**DATA PROVIDED:**
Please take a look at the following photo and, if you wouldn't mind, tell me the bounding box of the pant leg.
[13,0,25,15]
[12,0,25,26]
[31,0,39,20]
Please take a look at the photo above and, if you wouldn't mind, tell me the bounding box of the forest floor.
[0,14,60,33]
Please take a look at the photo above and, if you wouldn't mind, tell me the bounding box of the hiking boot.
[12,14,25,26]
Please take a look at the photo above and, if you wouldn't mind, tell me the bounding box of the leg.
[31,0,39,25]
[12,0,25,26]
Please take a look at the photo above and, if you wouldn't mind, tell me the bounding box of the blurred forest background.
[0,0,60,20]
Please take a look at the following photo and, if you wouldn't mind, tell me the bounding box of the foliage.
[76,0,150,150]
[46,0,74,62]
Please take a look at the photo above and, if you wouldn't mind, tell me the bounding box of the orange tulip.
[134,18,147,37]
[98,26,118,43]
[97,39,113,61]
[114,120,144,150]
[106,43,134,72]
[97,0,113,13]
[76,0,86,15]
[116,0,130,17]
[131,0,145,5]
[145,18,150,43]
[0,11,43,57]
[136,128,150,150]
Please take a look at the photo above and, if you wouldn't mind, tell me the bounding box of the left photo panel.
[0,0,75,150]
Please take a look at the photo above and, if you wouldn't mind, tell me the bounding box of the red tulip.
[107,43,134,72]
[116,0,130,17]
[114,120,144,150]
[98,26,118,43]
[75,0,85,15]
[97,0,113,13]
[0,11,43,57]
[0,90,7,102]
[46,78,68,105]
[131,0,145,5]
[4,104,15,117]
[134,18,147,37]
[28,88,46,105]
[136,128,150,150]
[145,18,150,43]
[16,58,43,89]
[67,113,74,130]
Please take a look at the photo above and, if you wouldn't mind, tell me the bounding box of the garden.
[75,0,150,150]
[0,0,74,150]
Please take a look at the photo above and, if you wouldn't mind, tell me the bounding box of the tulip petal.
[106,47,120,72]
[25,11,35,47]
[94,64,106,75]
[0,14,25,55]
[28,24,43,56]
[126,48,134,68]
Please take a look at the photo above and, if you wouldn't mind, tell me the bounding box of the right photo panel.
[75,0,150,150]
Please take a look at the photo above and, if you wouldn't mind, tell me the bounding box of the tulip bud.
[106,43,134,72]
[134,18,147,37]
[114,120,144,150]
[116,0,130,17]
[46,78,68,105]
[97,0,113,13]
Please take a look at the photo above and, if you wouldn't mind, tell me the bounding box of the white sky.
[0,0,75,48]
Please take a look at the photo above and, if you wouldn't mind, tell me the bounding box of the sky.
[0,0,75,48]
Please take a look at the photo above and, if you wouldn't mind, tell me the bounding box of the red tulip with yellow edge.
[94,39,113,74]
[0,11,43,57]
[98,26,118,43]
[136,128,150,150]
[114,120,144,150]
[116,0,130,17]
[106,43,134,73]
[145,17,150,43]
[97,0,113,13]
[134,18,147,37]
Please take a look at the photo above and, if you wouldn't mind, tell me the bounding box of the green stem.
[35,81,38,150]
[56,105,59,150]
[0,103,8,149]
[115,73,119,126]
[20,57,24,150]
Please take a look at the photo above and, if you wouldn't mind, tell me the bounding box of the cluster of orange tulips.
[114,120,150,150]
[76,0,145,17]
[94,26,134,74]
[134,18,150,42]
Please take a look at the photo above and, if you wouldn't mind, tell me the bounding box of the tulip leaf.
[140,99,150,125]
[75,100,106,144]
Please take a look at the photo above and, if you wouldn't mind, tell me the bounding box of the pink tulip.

* * *

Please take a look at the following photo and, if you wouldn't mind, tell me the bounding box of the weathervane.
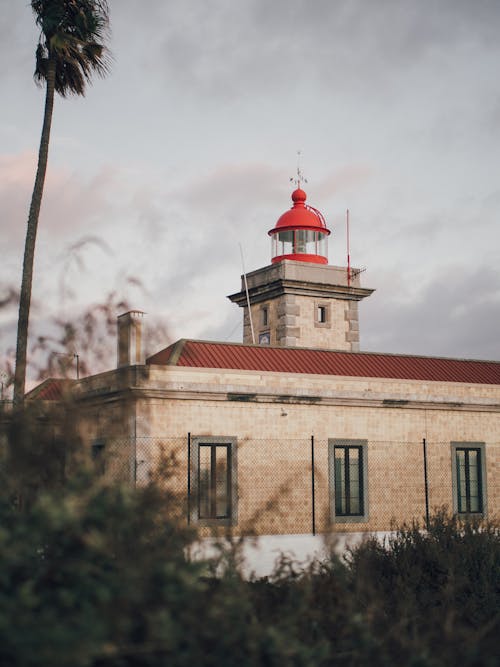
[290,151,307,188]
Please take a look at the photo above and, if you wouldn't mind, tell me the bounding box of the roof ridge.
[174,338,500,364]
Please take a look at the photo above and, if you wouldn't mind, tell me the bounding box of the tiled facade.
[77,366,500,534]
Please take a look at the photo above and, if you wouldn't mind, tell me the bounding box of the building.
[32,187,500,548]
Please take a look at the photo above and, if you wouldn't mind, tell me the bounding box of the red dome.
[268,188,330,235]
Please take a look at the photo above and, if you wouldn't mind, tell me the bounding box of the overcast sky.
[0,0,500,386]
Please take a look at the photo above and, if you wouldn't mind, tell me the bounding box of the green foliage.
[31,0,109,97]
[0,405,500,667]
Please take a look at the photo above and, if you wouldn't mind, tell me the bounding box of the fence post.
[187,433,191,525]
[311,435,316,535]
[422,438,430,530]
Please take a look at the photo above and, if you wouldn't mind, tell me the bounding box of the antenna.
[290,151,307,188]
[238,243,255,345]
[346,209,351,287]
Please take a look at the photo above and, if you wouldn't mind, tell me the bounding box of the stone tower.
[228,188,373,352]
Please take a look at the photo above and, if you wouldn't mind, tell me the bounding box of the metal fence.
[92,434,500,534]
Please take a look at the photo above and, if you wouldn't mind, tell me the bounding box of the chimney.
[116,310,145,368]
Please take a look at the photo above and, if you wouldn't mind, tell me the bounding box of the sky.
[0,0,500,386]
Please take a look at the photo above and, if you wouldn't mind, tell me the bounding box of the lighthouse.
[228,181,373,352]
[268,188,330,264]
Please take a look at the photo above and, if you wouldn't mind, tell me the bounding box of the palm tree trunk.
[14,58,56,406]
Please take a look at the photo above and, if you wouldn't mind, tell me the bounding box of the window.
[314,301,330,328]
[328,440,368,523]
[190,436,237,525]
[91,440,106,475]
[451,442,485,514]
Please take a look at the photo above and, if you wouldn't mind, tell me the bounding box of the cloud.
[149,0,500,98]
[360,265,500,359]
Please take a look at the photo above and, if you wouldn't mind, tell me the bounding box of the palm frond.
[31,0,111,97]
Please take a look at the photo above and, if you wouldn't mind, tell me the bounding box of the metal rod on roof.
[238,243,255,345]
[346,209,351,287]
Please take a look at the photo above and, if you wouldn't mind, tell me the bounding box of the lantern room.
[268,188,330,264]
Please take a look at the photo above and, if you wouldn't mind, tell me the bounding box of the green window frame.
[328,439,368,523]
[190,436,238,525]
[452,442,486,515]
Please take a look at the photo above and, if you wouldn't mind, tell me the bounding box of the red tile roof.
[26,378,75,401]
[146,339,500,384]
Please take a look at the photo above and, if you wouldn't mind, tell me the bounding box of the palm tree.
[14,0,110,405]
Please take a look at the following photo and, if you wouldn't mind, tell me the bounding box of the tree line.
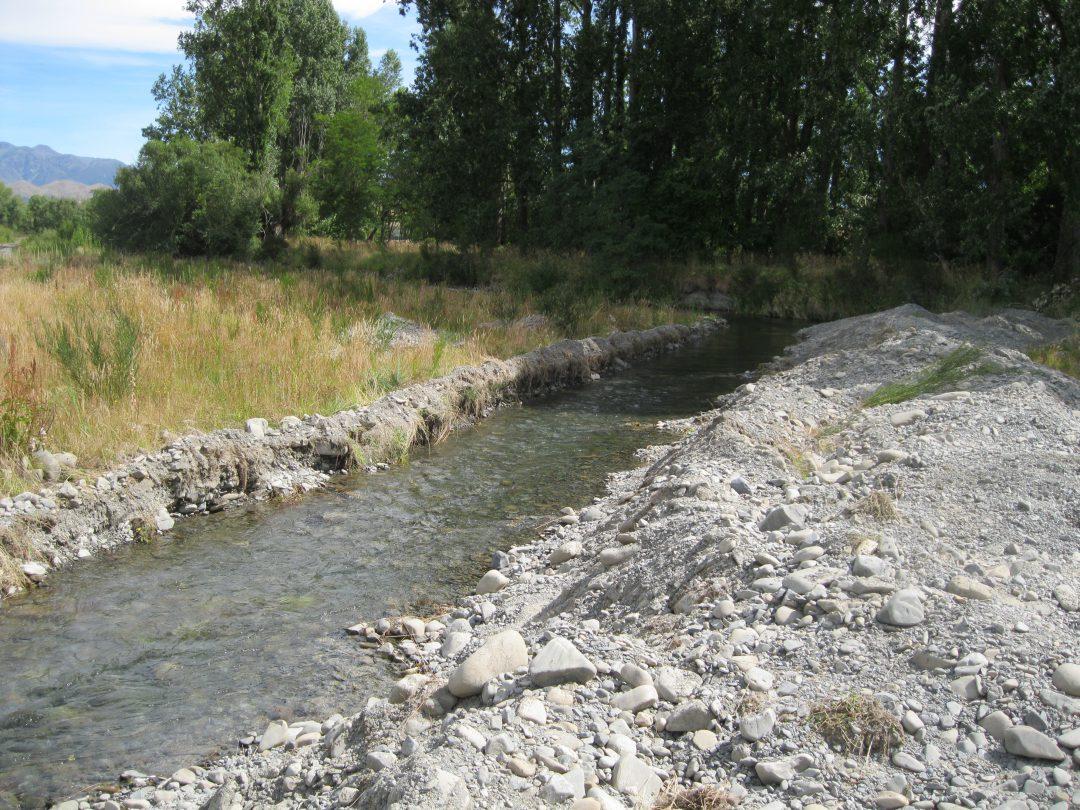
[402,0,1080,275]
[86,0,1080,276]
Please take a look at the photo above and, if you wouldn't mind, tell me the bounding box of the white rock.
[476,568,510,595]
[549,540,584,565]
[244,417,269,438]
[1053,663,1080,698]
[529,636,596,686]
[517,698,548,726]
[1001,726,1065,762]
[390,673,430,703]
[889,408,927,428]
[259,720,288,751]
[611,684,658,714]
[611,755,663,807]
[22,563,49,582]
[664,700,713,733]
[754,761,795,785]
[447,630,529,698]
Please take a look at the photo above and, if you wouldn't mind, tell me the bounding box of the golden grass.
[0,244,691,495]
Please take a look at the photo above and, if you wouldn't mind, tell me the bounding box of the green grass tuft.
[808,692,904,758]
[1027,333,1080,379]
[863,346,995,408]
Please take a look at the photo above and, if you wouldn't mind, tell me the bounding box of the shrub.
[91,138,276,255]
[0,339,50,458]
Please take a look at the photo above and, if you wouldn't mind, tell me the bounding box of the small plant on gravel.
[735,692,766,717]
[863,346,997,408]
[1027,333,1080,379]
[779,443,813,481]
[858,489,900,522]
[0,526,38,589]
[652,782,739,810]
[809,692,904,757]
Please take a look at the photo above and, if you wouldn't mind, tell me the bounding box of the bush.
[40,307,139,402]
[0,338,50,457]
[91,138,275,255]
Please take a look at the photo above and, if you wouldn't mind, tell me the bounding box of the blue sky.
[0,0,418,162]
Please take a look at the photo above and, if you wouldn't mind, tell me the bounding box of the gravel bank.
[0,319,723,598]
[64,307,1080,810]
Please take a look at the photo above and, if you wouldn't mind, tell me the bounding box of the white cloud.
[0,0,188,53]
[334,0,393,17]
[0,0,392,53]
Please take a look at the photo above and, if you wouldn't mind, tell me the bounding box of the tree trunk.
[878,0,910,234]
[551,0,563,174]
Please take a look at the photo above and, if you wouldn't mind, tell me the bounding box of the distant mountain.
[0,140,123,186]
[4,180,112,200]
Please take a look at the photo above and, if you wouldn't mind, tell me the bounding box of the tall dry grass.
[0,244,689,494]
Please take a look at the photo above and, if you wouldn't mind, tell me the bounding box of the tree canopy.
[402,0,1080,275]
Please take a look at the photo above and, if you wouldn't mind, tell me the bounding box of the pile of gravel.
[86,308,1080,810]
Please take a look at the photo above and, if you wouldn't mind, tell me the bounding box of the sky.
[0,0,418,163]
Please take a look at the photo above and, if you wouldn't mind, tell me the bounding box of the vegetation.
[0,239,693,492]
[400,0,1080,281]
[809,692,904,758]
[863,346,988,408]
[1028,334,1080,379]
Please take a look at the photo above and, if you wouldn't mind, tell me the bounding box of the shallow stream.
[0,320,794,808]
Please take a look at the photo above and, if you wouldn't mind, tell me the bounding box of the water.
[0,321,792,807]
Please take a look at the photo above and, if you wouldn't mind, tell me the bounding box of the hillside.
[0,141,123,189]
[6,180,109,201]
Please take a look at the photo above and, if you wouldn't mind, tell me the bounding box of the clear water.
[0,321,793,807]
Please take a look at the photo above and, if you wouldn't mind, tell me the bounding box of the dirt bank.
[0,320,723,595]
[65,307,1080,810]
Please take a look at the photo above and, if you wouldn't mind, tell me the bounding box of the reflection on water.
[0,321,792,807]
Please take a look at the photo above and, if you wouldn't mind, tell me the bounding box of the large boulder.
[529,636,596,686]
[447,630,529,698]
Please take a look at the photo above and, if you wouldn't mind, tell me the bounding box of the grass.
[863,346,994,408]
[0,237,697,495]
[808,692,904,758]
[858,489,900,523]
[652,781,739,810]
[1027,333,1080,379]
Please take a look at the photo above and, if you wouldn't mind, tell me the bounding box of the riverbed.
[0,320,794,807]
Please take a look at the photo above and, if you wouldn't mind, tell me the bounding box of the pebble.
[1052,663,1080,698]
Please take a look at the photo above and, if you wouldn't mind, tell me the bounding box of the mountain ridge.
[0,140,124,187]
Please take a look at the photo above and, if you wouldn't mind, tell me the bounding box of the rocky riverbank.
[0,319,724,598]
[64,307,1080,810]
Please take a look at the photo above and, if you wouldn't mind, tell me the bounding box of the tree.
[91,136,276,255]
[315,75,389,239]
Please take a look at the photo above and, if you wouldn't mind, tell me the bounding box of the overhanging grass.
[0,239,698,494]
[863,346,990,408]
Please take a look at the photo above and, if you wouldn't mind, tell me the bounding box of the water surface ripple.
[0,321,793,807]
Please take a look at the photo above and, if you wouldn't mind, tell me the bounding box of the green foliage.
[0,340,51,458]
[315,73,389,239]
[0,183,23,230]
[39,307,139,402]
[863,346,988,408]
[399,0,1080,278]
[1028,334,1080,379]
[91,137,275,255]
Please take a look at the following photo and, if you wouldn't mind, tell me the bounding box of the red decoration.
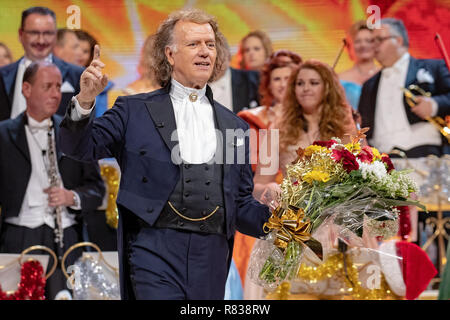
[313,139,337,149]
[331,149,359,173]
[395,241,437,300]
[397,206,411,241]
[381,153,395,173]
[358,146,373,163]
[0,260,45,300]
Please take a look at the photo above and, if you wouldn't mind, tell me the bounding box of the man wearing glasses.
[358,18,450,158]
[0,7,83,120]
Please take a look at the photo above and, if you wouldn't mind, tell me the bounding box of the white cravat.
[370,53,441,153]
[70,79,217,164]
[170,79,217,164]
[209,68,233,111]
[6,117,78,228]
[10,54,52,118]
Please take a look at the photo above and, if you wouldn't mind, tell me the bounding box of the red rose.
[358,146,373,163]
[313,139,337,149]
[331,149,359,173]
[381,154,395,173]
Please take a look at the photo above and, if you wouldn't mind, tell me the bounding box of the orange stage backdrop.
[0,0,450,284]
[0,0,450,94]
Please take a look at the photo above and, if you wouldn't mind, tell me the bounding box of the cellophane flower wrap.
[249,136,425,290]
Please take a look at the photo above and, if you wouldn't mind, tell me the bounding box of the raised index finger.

...

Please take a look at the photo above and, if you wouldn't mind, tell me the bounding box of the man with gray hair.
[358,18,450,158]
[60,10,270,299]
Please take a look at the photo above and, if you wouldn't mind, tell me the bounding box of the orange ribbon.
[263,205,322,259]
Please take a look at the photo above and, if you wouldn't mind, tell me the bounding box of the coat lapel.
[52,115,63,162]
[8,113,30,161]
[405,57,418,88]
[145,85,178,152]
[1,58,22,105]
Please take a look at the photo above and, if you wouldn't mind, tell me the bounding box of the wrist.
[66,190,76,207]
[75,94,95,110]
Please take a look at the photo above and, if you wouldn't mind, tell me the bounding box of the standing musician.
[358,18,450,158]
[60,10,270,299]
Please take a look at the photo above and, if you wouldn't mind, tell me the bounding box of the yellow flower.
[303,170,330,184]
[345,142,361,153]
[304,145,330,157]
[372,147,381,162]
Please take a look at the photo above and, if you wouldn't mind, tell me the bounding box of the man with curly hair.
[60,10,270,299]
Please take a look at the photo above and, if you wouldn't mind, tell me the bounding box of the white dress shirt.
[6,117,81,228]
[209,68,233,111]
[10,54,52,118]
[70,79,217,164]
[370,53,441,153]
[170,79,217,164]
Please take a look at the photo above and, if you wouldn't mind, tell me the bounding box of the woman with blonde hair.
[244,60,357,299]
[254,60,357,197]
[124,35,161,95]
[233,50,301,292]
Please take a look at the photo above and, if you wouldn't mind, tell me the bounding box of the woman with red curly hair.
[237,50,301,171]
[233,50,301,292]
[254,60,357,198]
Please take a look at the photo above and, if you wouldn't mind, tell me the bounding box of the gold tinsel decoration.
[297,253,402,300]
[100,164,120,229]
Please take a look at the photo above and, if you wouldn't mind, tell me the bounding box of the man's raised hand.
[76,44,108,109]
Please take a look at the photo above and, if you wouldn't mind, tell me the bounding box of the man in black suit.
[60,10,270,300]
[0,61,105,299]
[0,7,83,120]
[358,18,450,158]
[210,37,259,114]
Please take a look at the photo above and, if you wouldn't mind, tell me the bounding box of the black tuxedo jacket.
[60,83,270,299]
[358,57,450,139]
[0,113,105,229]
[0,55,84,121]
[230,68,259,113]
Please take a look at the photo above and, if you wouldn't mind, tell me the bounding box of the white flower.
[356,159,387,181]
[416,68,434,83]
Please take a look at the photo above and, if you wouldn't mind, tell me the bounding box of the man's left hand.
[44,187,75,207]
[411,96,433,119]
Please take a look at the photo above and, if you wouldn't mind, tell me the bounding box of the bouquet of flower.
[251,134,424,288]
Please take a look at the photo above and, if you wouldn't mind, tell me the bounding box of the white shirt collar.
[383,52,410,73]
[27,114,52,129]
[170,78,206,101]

**YOUR INSTRUCTIONS:** Reproduce the records word for word, from the line with "of orange tulips." through the line with "[134,18,150,42]", including both of those lines.

**TASK ANSWER:**
Please take a look at the photo above and, if you wouldn't mind, tell me the bounding box of the cluster of orange tulips.
[114,120,150,150]
[76,0,145,17]
[94,26,134,74]
[134,18,150,42]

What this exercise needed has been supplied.